Excerpted data START

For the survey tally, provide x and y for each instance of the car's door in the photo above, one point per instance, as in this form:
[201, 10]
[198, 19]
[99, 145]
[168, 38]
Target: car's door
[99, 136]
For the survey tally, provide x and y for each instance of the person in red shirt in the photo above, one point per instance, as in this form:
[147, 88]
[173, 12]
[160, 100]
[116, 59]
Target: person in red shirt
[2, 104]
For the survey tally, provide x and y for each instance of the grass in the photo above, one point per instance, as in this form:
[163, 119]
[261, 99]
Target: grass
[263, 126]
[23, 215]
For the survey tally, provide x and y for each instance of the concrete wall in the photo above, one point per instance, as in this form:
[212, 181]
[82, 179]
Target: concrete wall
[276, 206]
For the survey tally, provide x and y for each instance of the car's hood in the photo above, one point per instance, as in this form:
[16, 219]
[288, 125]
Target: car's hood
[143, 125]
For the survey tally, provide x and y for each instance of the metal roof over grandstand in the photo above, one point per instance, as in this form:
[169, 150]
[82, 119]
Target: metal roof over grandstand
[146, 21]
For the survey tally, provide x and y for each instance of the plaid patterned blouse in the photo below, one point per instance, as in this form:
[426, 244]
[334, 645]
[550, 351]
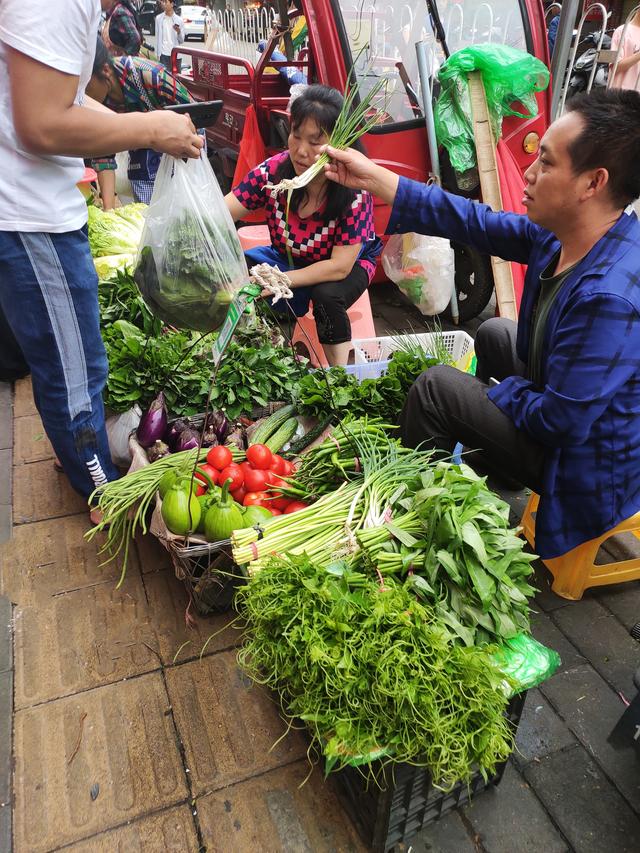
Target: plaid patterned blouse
[146, 86]
[586, 408]
[311, 239]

Excerpted data END

▸ **Problem to solve**: Set the pictures aside and repeat only the lines from the one containing "of the concrete" through the last line of the entries above, exactly as they stand.

▸ **Exercise solution**:
For the survey tally, provide x and y for each instance of the concrete wall in the photo above, one point per instance, as in this form:
[212, 181]
[82, 179]
Target: concrete wall
[276, 206]
For the survey tally, provide x and y for each instance of the car's hood in the photo above, one point per instance, as in this form:
[16, 219]
[288, 125]
Target: car's hood
[143, 125]
For the survey tally, provide x and y for each instance of the metal roof over grandstand in the photo above, one point per instance, as in this form:
[169, 150]
[82, 119]
Target: metal roof over grandstand
[146, 21]
For the survey tally, provide x and y for each instance of the plaid patterned blouse in the photo below, one point per instance, as in this form:
[426, 244]
[334, 645]
[550, 351]
Target: plaid patterned blouse
[146, 86]
[586, 408]
[311, 239]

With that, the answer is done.